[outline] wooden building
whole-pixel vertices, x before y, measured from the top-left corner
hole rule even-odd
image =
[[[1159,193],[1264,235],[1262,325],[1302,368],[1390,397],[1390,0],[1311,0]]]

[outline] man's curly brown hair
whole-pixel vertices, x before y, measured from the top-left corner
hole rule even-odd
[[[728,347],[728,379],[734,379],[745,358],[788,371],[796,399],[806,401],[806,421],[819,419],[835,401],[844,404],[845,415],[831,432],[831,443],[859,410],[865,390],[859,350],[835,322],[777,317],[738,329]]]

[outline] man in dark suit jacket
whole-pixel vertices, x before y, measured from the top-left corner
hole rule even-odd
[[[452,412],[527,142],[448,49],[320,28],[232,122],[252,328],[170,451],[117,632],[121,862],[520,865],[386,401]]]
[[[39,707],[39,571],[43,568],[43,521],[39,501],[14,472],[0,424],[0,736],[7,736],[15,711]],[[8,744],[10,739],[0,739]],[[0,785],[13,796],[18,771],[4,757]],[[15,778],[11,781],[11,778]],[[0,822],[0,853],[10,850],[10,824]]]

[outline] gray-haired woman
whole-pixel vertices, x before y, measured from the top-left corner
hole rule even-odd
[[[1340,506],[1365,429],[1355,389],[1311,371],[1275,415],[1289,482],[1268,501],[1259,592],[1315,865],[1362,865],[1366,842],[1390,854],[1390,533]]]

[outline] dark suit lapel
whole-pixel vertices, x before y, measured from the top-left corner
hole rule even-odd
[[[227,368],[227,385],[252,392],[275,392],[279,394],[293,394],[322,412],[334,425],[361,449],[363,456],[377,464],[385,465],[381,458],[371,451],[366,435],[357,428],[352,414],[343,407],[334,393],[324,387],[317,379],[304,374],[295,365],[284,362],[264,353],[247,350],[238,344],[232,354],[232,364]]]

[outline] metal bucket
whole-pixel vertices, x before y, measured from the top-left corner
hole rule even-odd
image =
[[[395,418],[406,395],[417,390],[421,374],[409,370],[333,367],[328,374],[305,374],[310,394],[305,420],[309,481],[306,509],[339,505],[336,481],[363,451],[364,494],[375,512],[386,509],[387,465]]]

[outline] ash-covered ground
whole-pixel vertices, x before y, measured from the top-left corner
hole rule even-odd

______________________________

## Objective
Reproduce the entire listing above line for line, without changing anything.

## Response to this exercise
[outline] wooden building
whole-pixel vertices, x before y, measured from the top-left corner
hole rule even-odd
image =
[[[1159,193],[1264,235],[1262,325],[1302,368],[1390,397],[1390,0],[1311,0]]]

[outline] man's curly brown hair
whole-pixel vertices, x before y, measured from the top-left corner
hole rule even-odd
[[[728,347],[728,379],[734,379],[745,358],[788,371],[796,399],[806,401],[806,421],[819,419],[835,401],[844,404],[845,415],[831,432],[831,443],[859,410],[865,390],[859,350],[835,322],[777,317],[738,329]]]

[outline] man in dark suit jacket
whole-pixel vertices, x before y, measured from the top-left corner
hole rule even-odd
[[[452,412],[527,142],[448,49],[320,28],[232,122],[252,328],[170,451],[117,632],[121,862],[520,865],[386,401]]]
[[[39,707],[39,571],[43,568],[43,521],[39,501],[14,472],[0,424],[0,736],[7,736],[15,711]],[[8,744],[10,739],[0,739]],[[0,785],[13,796],[18,771],[4,757]],[[15,778],[11,781],[11,778]],[[0,822],[0,853],[10,850],[10,824]]]

[outline] gray-haired woman
whole-pixel vertices, x before y, measured from the top-left corner
hole rule even-odd
[[[1340,506],[1365,429],[1355,389],[1311,371],[1275,415],[1289,482],[1268,501],[1259,592],[1315,865],[1362,865],[1366,842],[1390,854],[1390,533]]]

[outline] dark suit lapel
whole-pixel vertices, x before y, measured from the top-left corner
hole rule even-odd
[[[227,368],[227,385],[252,392],[275,392],[279,394],[293,394],[322,412],[334,425],[361,449],[363,456],[377,464],[385,465],[381,458],[371,451],[366,435],[357,428],[352,414],[343,407],[334,393],[324,387],[317,379],[304,374],[295,365],[284,362],[264,353],[247,350],[238,344],[232,354],[232,364]]]

[outline] metal bucket
whole-pixel vertices, x before y, measured from the top-left corner
hole rule even-odd
image =
[[[395,418],[406,395],[417,390],[421,374],[409,370],[333,367],[328,374],[305,374],[310,394],[305,420],[309,481],[306,509],[339,505],[336,481],[363,451],[364,494],[375,512],[386,509],[387,465]]]

[outline] ash-covered ground
whole-pixel vertices, x before y, measured from the top-left corner
hole rule even-odd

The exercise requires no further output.